**GOAL**
Continue the article on the novel Middle Passage from the point at which it ends, after its summary paragraph.

# DOCUMENT EXCERPT start

Middle Passage
- First edition
- Author: Charles R. Johnson
- Language: English
- Genre: Historical novel
- Publisher: Atheneum Publishers
- Publication date: 1990
- Publication place: United States
- ISBN: 0-684-85588-7
- Preceded by: Being and Race
- Followed by: Dreamer: A Novel

= Middle Passage (novel) =

1990 novel by Charles Johnson

Middle Passage (1990) is a historical novel by American writer Charles R. Johnson about the final voyage of an illegal American slave ship on the Middle Passage. Set in 1830, it presents a personal and historical perspective of the illegal slave trade in the United States, telling the story of Rutherford Calhoun, a freed slave who sneaks aboard a slave ship bound for Africa in order to escape a forced marriage. The novel received critical acclaim, winning the 1990 U.S. National Book Award for Fiction.

# DOCUMENT EXCERPT end
# DATASET CONTENT start

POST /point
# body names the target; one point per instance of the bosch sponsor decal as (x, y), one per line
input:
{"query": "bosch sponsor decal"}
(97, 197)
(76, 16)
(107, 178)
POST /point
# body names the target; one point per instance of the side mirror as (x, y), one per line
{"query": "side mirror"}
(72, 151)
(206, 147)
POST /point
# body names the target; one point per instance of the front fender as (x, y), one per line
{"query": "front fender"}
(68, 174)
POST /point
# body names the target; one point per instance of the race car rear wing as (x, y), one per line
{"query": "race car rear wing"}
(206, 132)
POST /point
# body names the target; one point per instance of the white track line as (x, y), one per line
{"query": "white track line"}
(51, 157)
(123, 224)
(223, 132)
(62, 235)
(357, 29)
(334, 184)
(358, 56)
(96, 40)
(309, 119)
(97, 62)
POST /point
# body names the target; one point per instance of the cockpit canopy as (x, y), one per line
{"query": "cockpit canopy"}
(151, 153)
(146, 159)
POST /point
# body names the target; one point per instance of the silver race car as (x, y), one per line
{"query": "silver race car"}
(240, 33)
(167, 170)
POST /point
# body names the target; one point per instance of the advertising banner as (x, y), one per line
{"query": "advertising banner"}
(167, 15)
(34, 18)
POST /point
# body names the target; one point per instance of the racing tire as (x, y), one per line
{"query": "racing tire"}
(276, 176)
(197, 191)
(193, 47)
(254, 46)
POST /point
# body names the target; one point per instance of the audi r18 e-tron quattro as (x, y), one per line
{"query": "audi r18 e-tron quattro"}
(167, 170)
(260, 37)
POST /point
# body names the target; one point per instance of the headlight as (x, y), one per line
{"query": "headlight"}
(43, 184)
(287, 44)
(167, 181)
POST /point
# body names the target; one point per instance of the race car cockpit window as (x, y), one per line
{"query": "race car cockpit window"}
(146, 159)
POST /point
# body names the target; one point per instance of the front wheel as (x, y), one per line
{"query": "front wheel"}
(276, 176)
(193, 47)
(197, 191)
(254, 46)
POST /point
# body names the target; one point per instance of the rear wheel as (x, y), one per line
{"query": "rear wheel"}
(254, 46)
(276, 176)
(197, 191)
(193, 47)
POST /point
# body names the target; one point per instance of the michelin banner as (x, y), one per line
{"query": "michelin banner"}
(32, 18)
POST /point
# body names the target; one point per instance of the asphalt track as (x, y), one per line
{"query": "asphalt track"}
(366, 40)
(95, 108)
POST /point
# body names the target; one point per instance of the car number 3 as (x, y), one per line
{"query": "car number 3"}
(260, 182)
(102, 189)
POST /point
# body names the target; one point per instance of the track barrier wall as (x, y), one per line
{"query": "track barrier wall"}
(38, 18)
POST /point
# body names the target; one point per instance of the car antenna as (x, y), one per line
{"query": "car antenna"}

# DATASET CONTENT end

**RESPONSE TO THE EXERCISE**
== Plot summary ==
The protagonist is Rutherford Calhoun, a freed slave, who flees from New Orleans on a ship called the Republic to escape being blackmailed into marriage by Isadora Bailey, a schoolteacher who convinces Calhoun's creditor, Papa Zeringue, that she will pay Calhoun's debts if he will marry her. Drinking to forget his troubles, Calhoun meets the drunken cook of the Republic and decides to escape Isadora and Zeringue by stowing away aboard the ship, where he is quickly discovered and put to work without pay. The ship travels to Africa to capture members of the Allmuseri tribe to take back to America to sell as slaves. Although an educated man, Calhoun is at first self-absorbed and thus initially unable to grasp the hardships of slave life. During the voyage, he is humbled by the conditions he observes, learning lessons that teach him to value and respect humanity, which includes identification with his own country, America.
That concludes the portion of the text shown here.